▸ **Records supplied**
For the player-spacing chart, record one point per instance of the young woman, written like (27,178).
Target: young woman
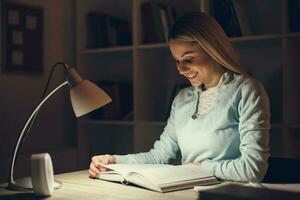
(222,121)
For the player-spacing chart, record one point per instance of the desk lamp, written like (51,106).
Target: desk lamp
(85,97)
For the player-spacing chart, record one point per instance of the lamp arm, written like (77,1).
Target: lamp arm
(23,133)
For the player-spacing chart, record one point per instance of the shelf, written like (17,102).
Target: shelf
(296,125)
(153,46)
(291,35)
(233,39)
(277,125)
(105,122)
(256,38)
(107,50)
(152,123)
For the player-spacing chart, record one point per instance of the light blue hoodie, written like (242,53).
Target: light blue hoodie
(231,140)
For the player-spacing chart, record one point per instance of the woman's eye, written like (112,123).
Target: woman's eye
(189,61)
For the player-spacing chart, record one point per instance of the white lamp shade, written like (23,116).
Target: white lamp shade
(86,97)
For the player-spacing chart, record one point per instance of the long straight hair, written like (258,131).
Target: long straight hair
(205,30)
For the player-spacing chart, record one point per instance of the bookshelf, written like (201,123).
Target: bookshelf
(269,54)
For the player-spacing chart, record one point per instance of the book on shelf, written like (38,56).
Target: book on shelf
(122,101)
(158,177)
(225,13)
(294,15)
(103,30)
(242,18)
(157,20)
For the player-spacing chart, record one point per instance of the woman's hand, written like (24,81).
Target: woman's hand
(95,166)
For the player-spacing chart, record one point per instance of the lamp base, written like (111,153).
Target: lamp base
(25,184)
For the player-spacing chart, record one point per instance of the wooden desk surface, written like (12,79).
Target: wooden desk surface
(77,185)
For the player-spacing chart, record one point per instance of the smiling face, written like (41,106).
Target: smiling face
(194,63)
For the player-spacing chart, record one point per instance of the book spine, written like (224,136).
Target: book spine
(149,32)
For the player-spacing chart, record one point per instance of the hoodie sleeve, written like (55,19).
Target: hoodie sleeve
(254,125)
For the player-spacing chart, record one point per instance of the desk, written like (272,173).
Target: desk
(77,185)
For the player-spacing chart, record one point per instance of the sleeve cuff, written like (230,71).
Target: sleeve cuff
(209,165)
(122,159)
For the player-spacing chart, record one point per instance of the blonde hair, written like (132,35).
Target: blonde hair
(205,30)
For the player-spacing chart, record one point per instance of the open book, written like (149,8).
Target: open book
(158,177)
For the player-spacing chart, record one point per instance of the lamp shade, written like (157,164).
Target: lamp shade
(86,97)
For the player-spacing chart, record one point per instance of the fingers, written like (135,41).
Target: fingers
(96,165)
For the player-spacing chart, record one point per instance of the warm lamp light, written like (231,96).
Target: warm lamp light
(85,97)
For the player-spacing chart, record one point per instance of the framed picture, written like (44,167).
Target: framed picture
(22,38)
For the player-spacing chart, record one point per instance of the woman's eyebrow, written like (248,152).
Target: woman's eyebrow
(187,52)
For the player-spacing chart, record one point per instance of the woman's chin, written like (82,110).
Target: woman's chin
(195,83)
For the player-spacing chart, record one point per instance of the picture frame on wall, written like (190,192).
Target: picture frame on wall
(22,38)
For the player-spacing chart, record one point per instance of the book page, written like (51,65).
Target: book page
(124,169)
(173,174)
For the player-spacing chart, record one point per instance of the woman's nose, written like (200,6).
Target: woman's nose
(182,68)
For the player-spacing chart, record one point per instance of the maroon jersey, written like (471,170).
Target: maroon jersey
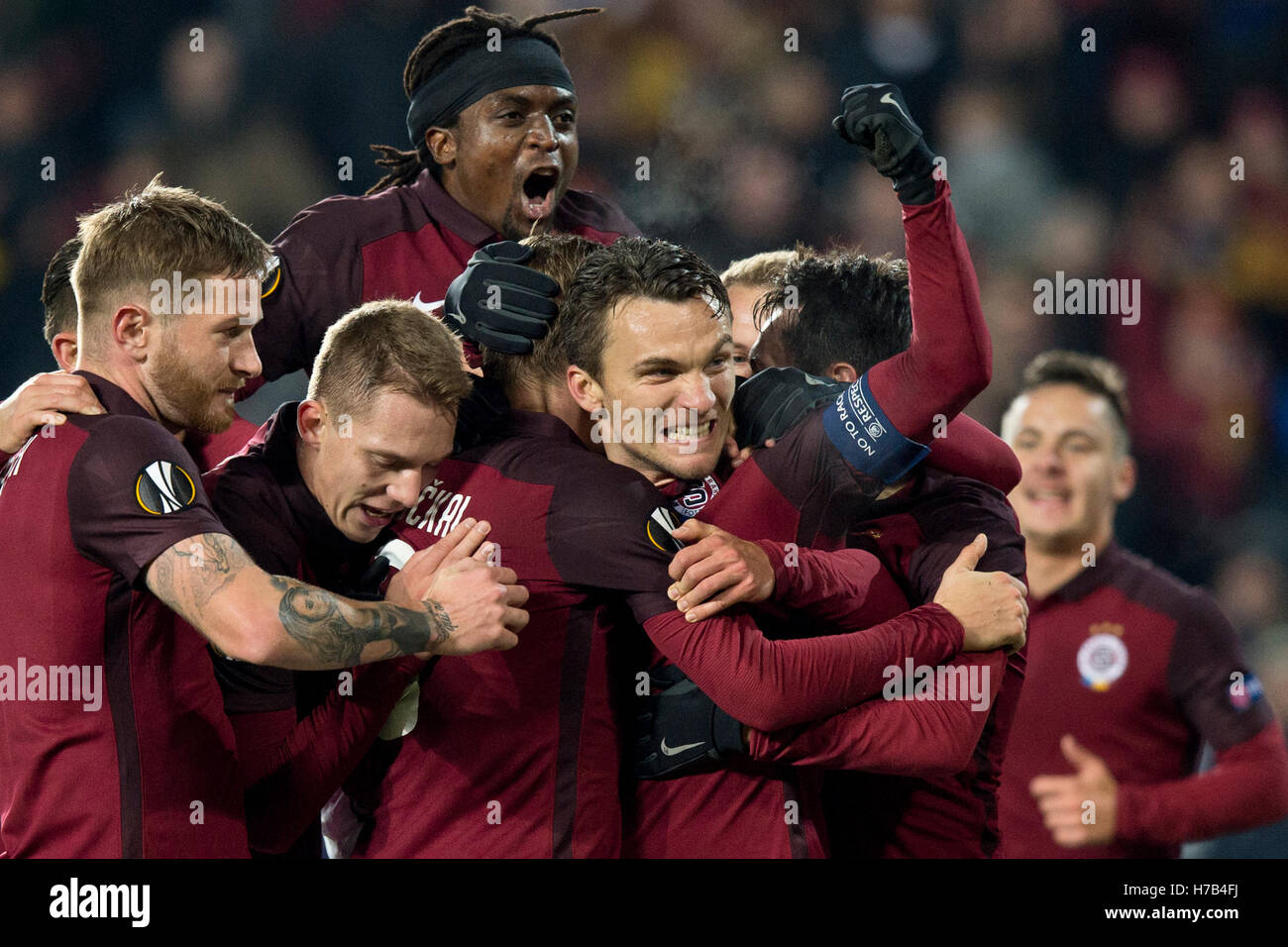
(518,753)
(209,450)
(747,809)
(403,243)
(1141,671)
(941,814)
(147,768)
(297,736)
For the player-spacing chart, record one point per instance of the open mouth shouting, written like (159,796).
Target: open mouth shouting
(540,192)
(375,517)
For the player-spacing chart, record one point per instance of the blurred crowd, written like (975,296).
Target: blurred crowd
(1103,154)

▸ **Exercise aim**
Quote the material word for word, dropping any images it holds.

▸ **Answer to the exercise**
For the player-spacing chart, record one point per instance of the young woman, written like (27,178).
Target: young woman
(222,121)
For the player-spacing chart, record one point per instance of the desk lamp, written like (51,106).
Target: desk lamp
(85,97)
For the player-spacing chart, record one point per instance of the lamp arm, written like (77,1).
Target: lamp arm
(23,133)
For the player-spacing chart, record one point per instance of the shelf, written like (17,102).
Target: shelf
(296,125)
(153,46)
(291,35)
(233,39)
(277,125)
(105,122)
(256,38)
(107,50)
(152,123)
For the player-spacing chart, record one point per instance of the light blue hoodie, written like (242,53).
Target: light blue hoodie
(231,140)
For the player-spacing chart, record one point per instance of the woman's eye, written like (112,123).
Target: woman's eye
(189,61)
For the player-spacing chart, record one point per instance of the white lamp shade, written like (23,116).
Target: white lamp shade
(86,97)
For the player-spacing chart, record one point per instance of the long straight hair, written like (258,131).
Target: long straight hair
(205,30)
For the player-spacing chart, record one point per instance of the bookshelf, written like (201,123).
Target: bookshelf
(269,54)
For the player-spacing chart, record one point per instance of the book on shelf, written like (38,56).
Target: book on shelf
(122,101)
(158,177)
(225,13)
(294,15)
(103,30)
(242,18)
(157,20)
For the player-spacing chart, record one point per instance of the woman's hand, written like (24,81).
Target: woman's hand
(95,166)
For the player-spacing chart, record one point per instance of the lamp base, written like (111,153).
Target: lamp base
(25,184)
For the player-spacing chart, record one point per instance of the wooden desk surface, written like (12,79).
Target: wooden desk surface
(77,185)
For the player-spacing chart, record one point per instance of the smiling face, written like (41,106).
Target: smiling face
(194,63)
For the player-spacing chart, record one point per instance of the book spine, written like (224,136).
Target: book spine
(149,32)
For the player-spacing chart, record one point per instance of the hoodie sleeve, written like (55,19).
Target: hoodie sleeve
(254,125)
For the player-spacing chart, record one point per instance of the desk, written like (272,173).
Target: desk
(77,185)
For the player-spacing chart, record one point per instance of the sleeve cuff, written like (230,71).
Target: sleeve cuff
(209,165)
(122,159)
For the player-spacing chart, record one point per instance of the blonde hair, written like (132,35).
Target: blonde hair
(205,30)
For the player-spacing chart, record one point per instance of the open book, written like (149,8).
Target: open book
(158,177)
For the player-spacing chart, record one point per instance of the lamp shade, written like (157,164).
Target: lamp shade
(86,97)
For the player-spacing chart, record one point per instance of the fingers, written like (135,41).
Target: fingers
(96,165)
For the player-spacing chart, record one point per instance of the warm lamp light, written like (231,96).
Target: warm lamp light
(85,97)
For the player-spacing chart, record one point per instance of the framed picture, written like (44,167).
Target: framed picture
(22,38)
For the player-spacing chart, record one point per instance of the woman's eyebrow, written like (248,152).
Target: woman's eyebrow
(187,52)
For the player-spacing chart, record one point per instance of the woman's chin, written like (82,110).
Target: woman's chin
(195,83)
For the player-spacing chart, record one point per instance of the picture frame on wall, written like (190,192).
Target: picture frame on wall
(22,38)
For the player-spacing chart, record one point per instance of the book page, written like (51,65).
Target: book page
(124,169)
(173,174)
For the player-spacing chart, record one point per instance of the woman's nose, written like (200,6).
Target: woman's nose
(182,68)
For the player-spacing chart, record one point per instance of the maroon jersey, written like (471,170).
Target: maroon jersey
(518,753)
(209,450)
(747,809)
(403,243)
(1141,671)
(941,814)
(147,768)
(297,736)
For the player-spacing chart, record one point per instance of the open mouth shouting, written like (159,796).
Target: open mouth shouting
(540,192)
(375,517)
For the player-spacing chart, record one point per instance of the blurred crowd, written like (975,296).
Target: blurred crowd
(1103,154)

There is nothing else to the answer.